Collect every line of the listing below that contains the word "baseball".

[Records from a collection]
==*==

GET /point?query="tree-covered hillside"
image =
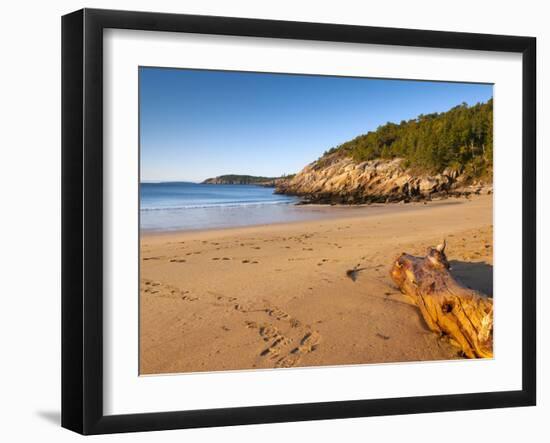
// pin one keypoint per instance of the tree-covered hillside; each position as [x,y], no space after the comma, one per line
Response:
[461,139]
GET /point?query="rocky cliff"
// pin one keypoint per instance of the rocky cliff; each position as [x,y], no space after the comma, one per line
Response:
[342,180]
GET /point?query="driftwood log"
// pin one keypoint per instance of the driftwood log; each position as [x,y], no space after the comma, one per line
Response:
[448,307]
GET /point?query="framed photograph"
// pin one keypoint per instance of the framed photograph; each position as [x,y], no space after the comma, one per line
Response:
[268,221]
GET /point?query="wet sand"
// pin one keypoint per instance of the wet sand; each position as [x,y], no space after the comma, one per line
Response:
[279,295]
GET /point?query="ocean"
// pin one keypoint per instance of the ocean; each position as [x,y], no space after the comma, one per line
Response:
[190,206]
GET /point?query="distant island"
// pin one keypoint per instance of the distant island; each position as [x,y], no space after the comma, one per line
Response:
[236,179]
[433,155]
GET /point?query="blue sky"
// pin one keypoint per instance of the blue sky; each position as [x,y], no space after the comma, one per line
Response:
[196,124]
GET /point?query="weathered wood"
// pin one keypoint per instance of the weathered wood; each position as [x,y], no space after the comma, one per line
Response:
[447,306]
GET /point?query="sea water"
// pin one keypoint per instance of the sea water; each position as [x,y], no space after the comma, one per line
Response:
[190,206]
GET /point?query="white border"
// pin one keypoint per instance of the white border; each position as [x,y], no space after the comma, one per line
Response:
[126,392]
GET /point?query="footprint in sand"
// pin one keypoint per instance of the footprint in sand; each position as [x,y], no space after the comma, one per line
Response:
[158,289]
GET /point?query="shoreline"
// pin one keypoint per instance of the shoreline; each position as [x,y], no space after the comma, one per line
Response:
[330,212]
[278,295]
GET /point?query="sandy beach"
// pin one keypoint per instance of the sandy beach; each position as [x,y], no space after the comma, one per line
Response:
[279,295]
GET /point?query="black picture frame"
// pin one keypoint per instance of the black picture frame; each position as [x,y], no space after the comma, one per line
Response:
[82,218]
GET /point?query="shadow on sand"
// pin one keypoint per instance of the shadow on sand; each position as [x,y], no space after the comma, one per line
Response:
[478,276]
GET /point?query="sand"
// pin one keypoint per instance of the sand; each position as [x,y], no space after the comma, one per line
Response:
[278,296]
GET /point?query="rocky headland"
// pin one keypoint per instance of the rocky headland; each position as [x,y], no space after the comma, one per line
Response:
[345,181]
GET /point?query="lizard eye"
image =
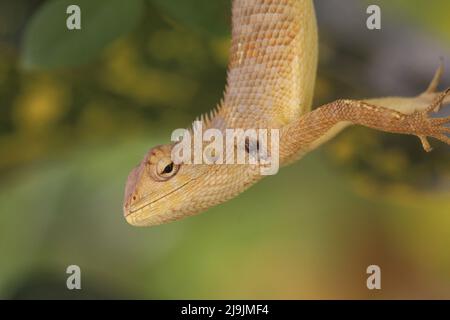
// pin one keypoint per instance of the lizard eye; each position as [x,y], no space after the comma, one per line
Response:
[165,169]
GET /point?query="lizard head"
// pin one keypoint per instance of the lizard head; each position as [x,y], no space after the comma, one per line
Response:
[160,191]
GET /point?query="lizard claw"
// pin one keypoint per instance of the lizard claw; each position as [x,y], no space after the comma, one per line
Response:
[424,126]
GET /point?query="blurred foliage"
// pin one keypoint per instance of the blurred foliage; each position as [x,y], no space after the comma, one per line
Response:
[73,126]
[48,43]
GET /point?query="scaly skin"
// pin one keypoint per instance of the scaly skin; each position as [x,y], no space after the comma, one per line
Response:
[270,84]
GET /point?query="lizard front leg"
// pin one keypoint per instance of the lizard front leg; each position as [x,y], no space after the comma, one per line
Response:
[318,126]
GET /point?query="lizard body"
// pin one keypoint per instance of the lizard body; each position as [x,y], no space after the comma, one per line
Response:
[270,84]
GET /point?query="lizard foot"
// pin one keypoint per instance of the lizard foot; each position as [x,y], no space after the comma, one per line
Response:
[423,125]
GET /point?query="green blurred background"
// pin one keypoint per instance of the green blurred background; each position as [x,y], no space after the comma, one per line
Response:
[78,109]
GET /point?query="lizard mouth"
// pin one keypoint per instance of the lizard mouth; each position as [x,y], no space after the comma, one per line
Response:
[141,206]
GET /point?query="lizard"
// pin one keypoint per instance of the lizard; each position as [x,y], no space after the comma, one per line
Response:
[270,84]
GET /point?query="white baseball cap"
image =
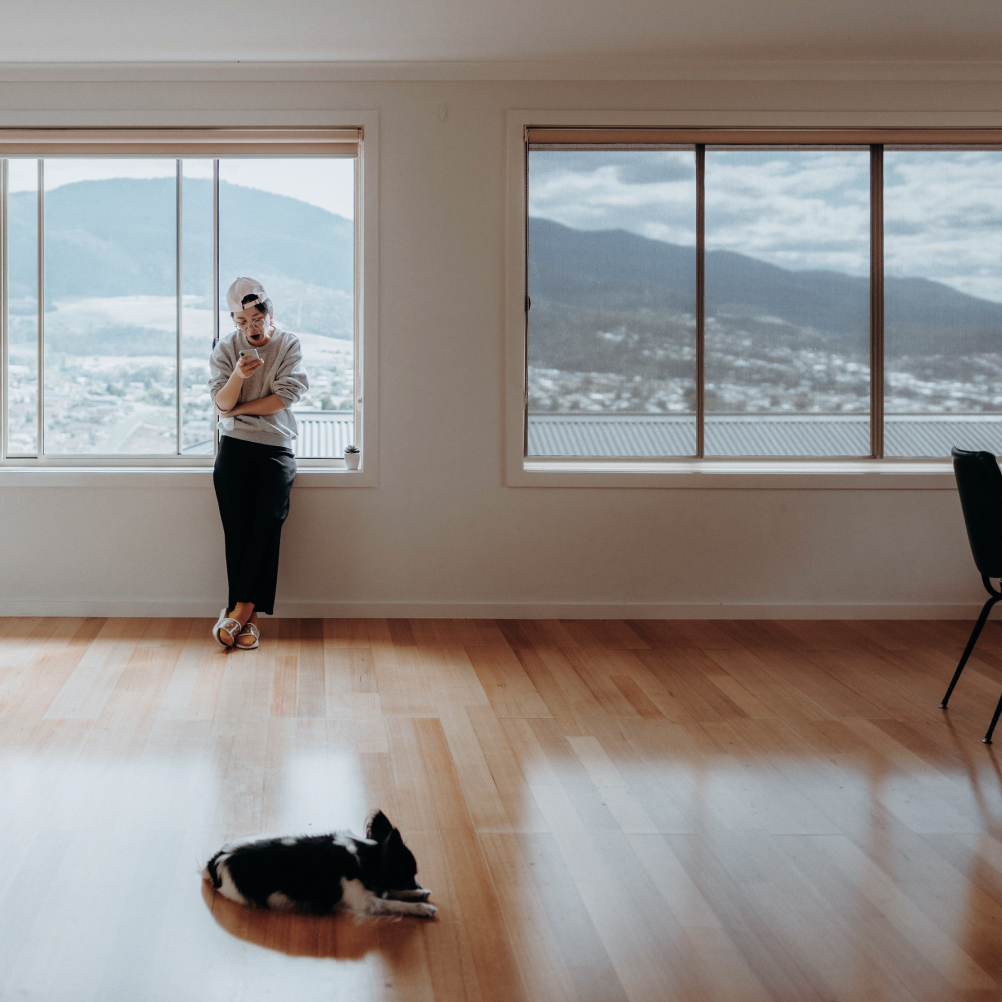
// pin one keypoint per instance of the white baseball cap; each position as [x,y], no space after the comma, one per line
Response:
[239,290]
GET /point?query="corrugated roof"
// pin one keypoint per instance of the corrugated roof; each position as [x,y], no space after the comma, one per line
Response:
[656,435]
[324,434]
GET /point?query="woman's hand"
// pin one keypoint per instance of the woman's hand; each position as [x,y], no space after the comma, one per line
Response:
[247,365]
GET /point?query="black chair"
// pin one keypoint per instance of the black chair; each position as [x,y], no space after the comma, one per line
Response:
[979,481]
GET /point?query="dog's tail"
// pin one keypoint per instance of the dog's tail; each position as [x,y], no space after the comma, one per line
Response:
[211,873]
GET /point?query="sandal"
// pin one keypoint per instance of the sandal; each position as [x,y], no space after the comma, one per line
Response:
[226,625]
[248,633]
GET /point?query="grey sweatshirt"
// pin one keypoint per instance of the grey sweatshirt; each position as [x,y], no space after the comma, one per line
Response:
[282,374]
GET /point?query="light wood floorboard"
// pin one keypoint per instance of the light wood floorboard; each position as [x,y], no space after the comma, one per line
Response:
[606,811]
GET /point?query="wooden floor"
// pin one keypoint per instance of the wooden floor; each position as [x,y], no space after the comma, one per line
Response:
[605,811]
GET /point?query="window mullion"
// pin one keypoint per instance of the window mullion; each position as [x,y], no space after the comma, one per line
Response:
[700,299]
[877,301]
[215,284]
[40,396]
[3,305]
[177,302]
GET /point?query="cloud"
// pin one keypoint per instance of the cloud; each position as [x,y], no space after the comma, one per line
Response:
[326,182]
[800,209]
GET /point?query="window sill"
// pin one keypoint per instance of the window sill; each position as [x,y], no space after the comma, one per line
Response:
[160,477]
[736,474]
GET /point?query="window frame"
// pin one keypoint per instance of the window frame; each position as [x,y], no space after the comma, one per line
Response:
[362,134]
[695,129]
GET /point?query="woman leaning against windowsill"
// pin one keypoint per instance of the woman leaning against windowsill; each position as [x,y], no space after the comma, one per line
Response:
[256,465]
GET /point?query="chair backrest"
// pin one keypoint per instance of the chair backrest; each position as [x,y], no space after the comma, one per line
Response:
[979,481]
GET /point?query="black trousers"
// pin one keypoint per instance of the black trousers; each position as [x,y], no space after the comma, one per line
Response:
[253,483]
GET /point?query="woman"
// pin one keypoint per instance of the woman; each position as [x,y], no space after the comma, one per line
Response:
[256,376]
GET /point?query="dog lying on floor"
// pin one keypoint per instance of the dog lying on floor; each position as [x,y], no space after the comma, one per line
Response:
[317,874]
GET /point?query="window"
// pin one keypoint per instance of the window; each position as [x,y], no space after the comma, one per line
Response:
[724,295]
[116,255]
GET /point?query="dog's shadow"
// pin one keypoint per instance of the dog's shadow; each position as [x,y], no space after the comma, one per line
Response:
[339,936]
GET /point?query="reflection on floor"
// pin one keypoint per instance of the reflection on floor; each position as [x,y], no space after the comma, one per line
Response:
[605,811]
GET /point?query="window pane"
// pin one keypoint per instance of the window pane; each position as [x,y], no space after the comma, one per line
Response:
[943,302]
[110,307]
[611,329]
[196,307]
[289,223]
[22,308]
[788,303]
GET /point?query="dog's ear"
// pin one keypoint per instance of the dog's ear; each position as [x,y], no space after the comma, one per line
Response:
[379,827]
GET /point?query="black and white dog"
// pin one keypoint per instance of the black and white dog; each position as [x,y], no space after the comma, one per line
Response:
[320,873]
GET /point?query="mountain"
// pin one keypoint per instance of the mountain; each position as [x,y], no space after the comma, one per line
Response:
[614,273]
[116,237]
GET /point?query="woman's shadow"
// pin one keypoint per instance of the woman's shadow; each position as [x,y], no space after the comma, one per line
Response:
[339,936]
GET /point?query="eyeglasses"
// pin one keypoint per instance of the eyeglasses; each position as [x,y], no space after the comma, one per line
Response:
[259,321]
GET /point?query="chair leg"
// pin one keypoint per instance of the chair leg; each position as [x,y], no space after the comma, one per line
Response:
[995,719]
[975,633]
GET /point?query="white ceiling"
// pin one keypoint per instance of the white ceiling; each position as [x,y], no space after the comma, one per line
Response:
[446,30]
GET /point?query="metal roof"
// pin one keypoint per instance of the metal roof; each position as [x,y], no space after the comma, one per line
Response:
[654,435]
[324,434]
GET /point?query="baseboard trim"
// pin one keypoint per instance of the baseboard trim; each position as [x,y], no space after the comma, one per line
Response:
[506,610]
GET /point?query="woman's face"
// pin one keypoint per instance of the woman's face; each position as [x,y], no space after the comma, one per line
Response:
[256,326]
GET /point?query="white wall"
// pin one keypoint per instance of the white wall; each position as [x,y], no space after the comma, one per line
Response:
[441,535]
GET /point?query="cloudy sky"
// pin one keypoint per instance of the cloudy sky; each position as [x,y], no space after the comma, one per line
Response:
[329,183]
[798,209]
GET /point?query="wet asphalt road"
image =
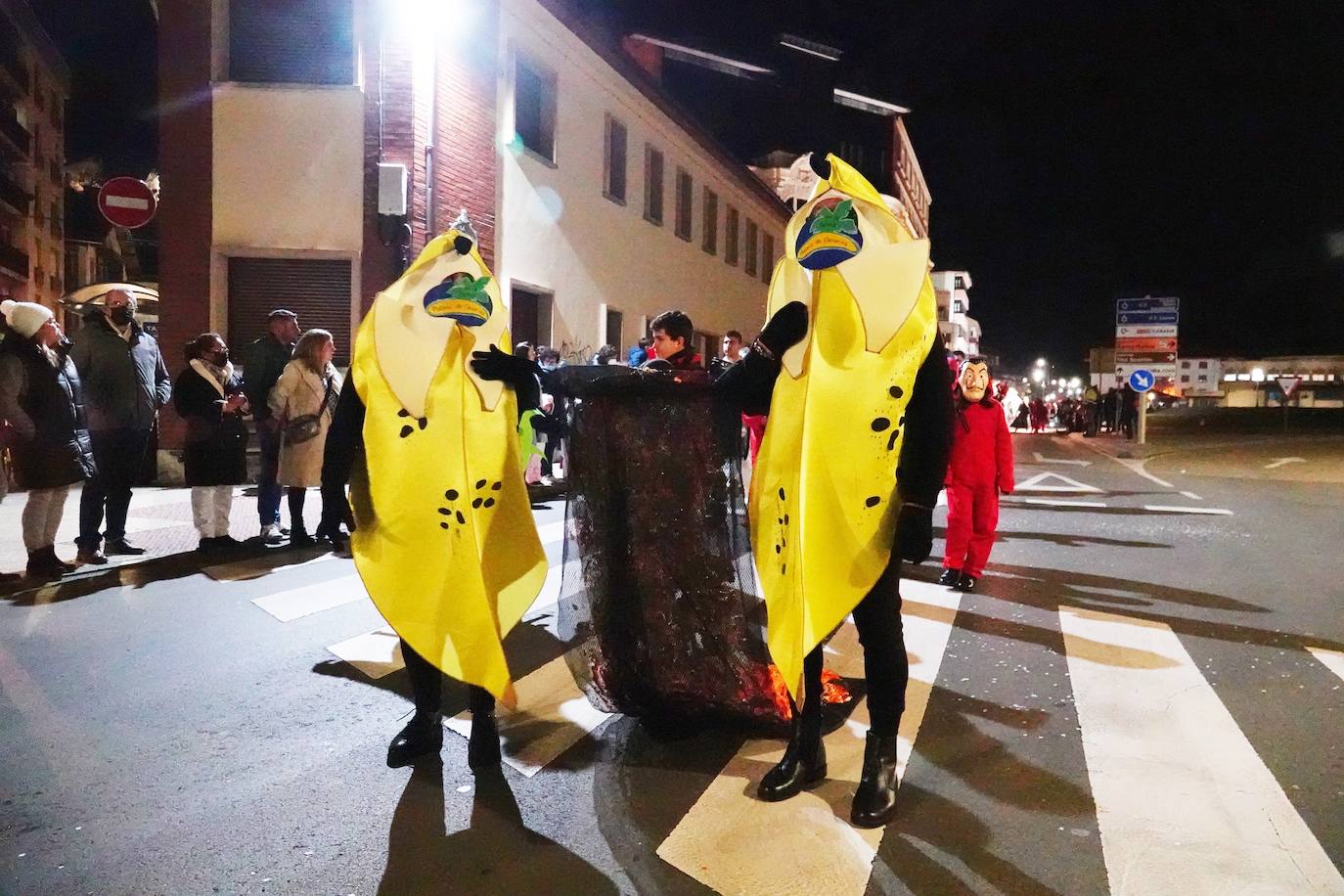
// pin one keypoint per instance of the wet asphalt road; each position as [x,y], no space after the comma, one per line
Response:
[161,734]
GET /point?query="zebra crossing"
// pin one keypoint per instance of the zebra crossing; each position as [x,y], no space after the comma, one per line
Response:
[1181,791]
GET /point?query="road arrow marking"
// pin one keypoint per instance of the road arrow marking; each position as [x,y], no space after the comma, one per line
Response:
[733,842]
[1181,792]
[1042,482]
[1056,460]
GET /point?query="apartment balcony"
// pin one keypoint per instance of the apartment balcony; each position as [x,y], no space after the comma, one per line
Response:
[14,261]
[15,133]
[14,197]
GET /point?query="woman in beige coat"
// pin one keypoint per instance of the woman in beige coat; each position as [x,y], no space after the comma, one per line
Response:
[309,385]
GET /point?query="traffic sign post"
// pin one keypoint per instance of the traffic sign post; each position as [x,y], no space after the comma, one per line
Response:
[126,202]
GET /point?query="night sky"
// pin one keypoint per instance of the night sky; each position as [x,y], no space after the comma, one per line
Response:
[1075,152]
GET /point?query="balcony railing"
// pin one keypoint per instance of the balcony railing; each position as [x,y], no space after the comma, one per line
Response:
[14,259]
[14,132]
[14,195]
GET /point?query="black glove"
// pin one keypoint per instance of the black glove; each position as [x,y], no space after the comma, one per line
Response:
[498,364]
[785,328]
[915,533]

==*==

* EXERCISE ANSWER:
GET /point?query="white baseball cap"
// pin one keypoint per instance of the white baseball cap; each position as [x,y], no space after the comma, one per line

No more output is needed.